— Exercise aim —
Quote every entry word for word.

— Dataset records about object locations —
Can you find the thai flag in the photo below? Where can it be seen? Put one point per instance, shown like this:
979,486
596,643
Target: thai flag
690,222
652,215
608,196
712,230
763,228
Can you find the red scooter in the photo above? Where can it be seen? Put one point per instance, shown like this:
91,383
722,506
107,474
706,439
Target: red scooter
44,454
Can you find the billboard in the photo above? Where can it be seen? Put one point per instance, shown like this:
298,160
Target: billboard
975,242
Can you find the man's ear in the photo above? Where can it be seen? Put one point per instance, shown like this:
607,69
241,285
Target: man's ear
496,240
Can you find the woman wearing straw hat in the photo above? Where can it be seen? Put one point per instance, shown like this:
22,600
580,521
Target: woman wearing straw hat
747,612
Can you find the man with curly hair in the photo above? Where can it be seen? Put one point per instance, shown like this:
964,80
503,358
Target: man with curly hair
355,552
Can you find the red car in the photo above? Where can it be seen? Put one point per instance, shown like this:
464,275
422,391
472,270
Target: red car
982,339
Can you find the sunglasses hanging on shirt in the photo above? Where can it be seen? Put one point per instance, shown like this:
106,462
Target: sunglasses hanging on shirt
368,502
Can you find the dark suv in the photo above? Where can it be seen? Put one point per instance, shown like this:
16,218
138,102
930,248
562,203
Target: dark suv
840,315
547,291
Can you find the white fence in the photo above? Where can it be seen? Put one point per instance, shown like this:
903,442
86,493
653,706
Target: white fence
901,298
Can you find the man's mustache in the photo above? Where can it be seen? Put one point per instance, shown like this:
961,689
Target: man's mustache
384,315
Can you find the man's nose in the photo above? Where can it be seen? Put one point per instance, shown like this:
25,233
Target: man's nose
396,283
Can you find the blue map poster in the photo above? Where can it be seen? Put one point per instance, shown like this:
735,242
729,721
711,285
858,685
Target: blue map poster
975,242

— Response for this exercise —
Can you find the thai flag in the photo below? Where can it be seen? Put one point per instance, shown like this:
979,486
596,643
Target: thai flag
690,222
652,215
608,196
712,230
763,228
Can you find the red scooter in the photo above? Where can it be seen? Put one point per instance, shown like this:
91,383
722,506
107,474
706,439
Target: red scooter
44,454
Can you find the billboard in the photo above? Where can it be seen? Put one point per instance, shown like this:
298,160
Target: billboard
975,242
Can you find the man's ear in the photo above? Where can it be seen? Put one point per instance, shown like this:
607,69
241,285
Target: man's ear
496,240
Can you find the woman wearing straw hat in the photo above? Where can it be seen? Put one point per instance, shown like this:
22,600
580,521
Target: woman wearing straw hat
747,612
Can you find the man with curly hair in the photo above? Where can it be seen? Put one point per instance, shown like this:
964,80
503,358
Target: man with curly hair
355,552
Can you find the red car in the photo above? Where can it be seen? Put one point per instance, shown like this:
464,275
422,391
472,270
Target: red car
982,339
Can you find the sunglasses hanging on shirt in the photo above? Where can it be seen? Put one point per instance, shown like this:
106,462
Target: sunglasses hanging on shirt
368,502
Can you find the dark suv in the photo above? Where can it be seen? Put one point per instance, shown like this:
16,218
138,102
930,248
562,203
Target: dark suv
840,315
547,291
Can you find the white fence in the photo above? Where can it be seen? Put one point per instance, shown like this:
903,442
86,493
653,706
Target: white fence
901,298
Can you find the man's mustache in the photo above? Where can it be seen? Put one point per instance, shown like this:
961,689
Target: man's mustache
384,315
Can you find the man's nose in the photo above? Where can it be seen? Put one point per instance, shown like this:
25,233
Target: man's nose
396,283
Can you find the blue map poster in the photo above? Where can it be seen? Put one point per instance, shown like this:
735,242
729,721
711,285
858,685
Target: blue map poster
975,242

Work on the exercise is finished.